> PROVIDED RECORDS

# # # # #

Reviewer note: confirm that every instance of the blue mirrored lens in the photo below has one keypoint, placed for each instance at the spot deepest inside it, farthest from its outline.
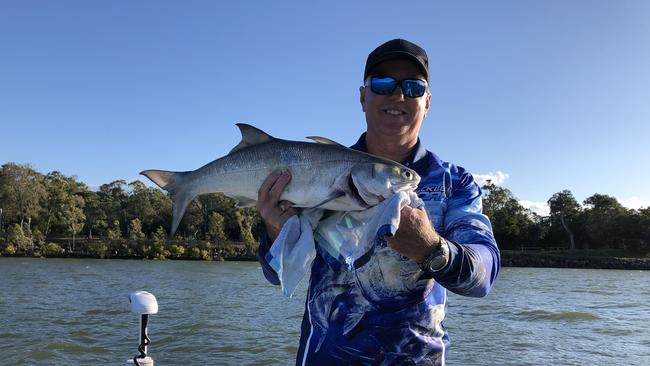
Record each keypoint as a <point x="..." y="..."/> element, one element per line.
<point x="384" y="85"/>
<point x="413" y="88"/>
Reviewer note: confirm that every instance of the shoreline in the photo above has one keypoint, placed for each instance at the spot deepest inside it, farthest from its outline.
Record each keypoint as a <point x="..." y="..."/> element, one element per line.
<point x="541" y="259"/>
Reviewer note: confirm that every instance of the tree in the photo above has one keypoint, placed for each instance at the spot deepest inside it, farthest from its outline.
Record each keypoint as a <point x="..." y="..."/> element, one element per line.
<point x="135" y="230"/>
<point x="603" y="219"/>
<point x="565" y="210"/>
<point x="215" y="230"/>
<point x="64" y="204"/>
<point x="509" y="218"/>
<point x="94" y="212"/>
<point x="21" y="189"/>
<point x="158" y="248"/>
<point x="114" y="232"/>
<point x="150" y="205"/>
<point x="114" y="199"/>
<point x="17" y="239"/>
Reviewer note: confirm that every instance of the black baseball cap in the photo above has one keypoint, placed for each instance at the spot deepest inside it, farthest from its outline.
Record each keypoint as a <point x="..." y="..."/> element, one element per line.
<point x="398" y="48"/>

# # # # #

> PROBLEM REQUIREMENTS
All of the data is to be transcribed exactly, with images omitted.

> ANSWER BOX
Reviewer note: confirm that every instance of the blue mirrored lens in the photo below has one keypoint, placed for each instance at the spot deepest inside it, farthest from its outline.
Record each keypoint as a <point x="..." y="..."/> element, one element per line.
<point x="384" y="85"/>
<point x="413" y="88"/>
Reviewer note: confirm that every instance of the shoreline in the photo above has one keypoint, placed for each instance at the spot deepest inside it, farthest from its outline.
Record each keypoint as a <point x="..." y="..."/> element, one element per line.
<point x="541" y="259"/>
Reviewer note: confirm that every instance of the tree in the photo above has one keypoint, placed for each instance at the spot deepest inside it, farthest from its outline.
Record each keypoint as a <point x="..." y="..."/> element, one element per line.
<point x="135" y="230"/>
<point x="603" y="219"/>
<point x="565" y="210"/>
<point x="215" y="230"/>
<point x="64" y="204"/>
<point x="509" y="218"/>
<point x="94" y="212"/>
<point x="21" y="189"/>
<point x="158" y="248"/>
<point x="114" y="232"/>
<point x="150" y="205"/>
<point x="114" y="199"/>
<point x="17" y="239"/>
Reviewer note: confirm that every instance of the black baseball cap in the photo above has one keypoint, placed for each instance at the spot deepest inside it, farthest from its outline.
Record each keypoint as a <point x="..." y="..."/> element, one element per line.
<point x="398" y="48"/>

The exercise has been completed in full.